EXERCISE TASK
Extract every line of the material below in which the string "kite" appears.

Collected data entries

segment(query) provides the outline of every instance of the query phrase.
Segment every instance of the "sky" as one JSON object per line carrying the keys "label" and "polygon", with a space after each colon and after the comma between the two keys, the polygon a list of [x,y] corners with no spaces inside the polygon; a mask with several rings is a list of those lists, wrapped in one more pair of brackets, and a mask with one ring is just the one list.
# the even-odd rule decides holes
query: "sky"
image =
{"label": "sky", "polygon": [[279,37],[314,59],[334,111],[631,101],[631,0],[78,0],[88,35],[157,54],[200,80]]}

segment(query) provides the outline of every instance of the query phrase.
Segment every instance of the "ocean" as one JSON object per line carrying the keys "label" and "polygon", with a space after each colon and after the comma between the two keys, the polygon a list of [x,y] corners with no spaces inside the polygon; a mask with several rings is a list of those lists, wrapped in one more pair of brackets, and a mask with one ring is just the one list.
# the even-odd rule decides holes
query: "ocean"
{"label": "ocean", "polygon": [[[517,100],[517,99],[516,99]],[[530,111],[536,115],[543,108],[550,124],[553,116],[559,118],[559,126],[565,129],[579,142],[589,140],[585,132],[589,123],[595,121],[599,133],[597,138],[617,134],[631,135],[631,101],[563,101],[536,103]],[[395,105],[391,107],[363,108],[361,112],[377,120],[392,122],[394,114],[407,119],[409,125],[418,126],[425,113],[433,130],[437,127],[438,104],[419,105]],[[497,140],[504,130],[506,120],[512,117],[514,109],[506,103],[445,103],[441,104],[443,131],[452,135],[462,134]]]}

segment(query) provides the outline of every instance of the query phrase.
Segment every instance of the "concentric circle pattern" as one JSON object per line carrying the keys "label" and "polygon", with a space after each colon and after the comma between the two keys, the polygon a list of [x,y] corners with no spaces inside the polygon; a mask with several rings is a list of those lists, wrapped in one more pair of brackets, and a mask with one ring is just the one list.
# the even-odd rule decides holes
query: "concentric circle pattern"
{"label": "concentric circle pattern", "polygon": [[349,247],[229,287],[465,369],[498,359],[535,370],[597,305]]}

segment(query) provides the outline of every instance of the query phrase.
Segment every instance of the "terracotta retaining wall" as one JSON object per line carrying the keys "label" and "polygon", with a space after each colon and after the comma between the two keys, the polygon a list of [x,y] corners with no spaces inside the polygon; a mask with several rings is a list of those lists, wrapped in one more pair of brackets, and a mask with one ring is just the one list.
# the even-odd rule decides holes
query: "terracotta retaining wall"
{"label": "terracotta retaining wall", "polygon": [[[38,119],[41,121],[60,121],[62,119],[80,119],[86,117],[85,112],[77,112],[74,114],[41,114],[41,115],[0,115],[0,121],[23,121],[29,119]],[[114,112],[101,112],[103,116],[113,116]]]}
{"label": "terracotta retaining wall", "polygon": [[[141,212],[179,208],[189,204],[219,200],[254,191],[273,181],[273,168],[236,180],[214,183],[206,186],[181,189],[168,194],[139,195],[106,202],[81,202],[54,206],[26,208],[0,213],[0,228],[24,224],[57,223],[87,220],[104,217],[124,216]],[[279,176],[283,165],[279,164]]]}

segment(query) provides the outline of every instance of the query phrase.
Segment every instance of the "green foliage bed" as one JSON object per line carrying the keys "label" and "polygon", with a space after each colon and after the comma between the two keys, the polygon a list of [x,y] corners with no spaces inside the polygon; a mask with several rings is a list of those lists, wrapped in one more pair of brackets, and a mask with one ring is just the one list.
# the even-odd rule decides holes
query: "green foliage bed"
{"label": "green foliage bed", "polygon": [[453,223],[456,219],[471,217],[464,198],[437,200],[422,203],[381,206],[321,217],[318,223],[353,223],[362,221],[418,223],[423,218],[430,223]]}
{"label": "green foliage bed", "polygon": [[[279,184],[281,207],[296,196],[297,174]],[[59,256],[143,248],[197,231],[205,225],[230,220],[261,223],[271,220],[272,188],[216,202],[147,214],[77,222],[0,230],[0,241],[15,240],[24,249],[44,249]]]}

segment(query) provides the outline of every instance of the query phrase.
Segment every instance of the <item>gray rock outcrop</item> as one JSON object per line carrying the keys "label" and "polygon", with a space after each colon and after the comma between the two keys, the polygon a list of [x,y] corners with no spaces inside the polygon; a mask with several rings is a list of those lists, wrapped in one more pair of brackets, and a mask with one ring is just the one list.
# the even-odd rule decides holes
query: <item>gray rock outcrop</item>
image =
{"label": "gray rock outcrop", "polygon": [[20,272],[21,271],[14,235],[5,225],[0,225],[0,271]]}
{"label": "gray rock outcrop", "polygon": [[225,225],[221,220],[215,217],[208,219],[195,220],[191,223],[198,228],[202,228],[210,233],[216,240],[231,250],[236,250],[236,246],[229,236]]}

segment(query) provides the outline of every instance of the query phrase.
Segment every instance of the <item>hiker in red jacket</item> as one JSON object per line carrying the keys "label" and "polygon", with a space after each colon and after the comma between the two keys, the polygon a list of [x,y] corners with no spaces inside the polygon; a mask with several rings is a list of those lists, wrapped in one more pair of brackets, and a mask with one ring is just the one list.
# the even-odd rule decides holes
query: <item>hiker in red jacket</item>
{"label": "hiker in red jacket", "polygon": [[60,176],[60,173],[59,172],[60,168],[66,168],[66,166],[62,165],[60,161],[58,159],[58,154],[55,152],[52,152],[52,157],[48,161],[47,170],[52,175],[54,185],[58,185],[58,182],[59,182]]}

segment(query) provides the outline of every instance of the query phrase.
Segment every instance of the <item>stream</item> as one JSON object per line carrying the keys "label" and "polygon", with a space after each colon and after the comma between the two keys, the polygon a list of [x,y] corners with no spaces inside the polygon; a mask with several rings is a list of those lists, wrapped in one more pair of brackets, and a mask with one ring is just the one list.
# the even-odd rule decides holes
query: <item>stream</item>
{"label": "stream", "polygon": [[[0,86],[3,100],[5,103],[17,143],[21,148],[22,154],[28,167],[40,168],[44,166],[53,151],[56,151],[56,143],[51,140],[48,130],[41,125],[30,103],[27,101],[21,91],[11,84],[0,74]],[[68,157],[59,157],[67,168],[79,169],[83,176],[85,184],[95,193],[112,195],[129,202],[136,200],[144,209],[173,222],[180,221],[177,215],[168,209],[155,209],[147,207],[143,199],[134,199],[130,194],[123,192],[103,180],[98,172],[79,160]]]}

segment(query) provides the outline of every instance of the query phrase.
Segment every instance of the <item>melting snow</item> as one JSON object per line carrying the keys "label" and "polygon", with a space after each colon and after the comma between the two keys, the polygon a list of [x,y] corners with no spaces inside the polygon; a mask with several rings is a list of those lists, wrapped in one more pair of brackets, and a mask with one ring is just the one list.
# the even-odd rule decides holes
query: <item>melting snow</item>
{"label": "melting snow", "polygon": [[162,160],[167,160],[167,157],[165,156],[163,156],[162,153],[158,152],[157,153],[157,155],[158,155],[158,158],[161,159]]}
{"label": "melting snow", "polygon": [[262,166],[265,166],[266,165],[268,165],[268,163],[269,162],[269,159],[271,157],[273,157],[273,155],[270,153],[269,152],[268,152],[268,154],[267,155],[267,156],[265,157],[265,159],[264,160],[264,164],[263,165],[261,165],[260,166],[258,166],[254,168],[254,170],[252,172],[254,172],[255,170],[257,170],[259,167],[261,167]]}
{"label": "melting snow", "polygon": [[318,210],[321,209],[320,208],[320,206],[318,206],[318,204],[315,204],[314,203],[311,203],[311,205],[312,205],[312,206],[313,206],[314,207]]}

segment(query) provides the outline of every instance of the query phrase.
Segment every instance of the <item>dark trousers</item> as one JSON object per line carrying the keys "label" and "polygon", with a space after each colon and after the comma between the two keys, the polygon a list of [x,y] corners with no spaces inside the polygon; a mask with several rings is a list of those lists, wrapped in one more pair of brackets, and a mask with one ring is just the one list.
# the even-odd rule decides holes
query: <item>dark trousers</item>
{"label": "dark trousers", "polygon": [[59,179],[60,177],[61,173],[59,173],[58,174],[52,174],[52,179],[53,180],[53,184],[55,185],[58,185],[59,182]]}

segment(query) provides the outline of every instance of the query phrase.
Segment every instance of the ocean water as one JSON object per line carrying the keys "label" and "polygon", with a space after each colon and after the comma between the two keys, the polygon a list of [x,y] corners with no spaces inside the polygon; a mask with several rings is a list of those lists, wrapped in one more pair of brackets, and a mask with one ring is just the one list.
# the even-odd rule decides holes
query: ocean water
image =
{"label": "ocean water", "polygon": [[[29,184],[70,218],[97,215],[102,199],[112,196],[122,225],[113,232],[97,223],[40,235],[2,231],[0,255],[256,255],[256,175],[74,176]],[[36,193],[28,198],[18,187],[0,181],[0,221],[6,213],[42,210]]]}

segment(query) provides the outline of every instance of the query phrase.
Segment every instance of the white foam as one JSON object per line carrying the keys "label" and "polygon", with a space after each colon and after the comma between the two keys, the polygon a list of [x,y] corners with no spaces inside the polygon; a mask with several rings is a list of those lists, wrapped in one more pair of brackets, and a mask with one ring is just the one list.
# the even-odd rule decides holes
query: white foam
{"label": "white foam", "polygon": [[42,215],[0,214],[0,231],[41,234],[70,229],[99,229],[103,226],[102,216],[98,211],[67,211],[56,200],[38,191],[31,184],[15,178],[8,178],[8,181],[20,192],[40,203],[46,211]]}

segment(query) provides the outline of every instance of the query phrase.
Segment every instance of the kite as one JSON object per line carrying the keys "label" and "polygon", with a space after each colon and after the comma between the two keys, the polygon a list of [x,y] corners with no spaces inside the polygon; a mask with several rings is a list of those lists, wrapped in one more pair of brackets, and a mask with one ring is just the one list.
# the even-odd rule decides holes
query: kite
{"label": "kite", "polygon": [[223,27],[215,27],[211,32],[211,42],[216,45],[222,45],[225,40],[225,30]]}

ANSWER
Segment every instance of the kite as one JSON object per line carrying the keys "label" and "polygon", with a space after each colon and after the comma between the two keys, the polygon a list of [x,y] corners with no spaces inside the polygon; a mask with several rings is a list of those lists, wrapped in one more pair of brackets, and a mask with one ring is just the one list.
query: kite
{"label": "kite", "polygon": [[223,27],[215,27],[211,32],[211,42],[216,45],[222,45],[225,40],[225,30]]}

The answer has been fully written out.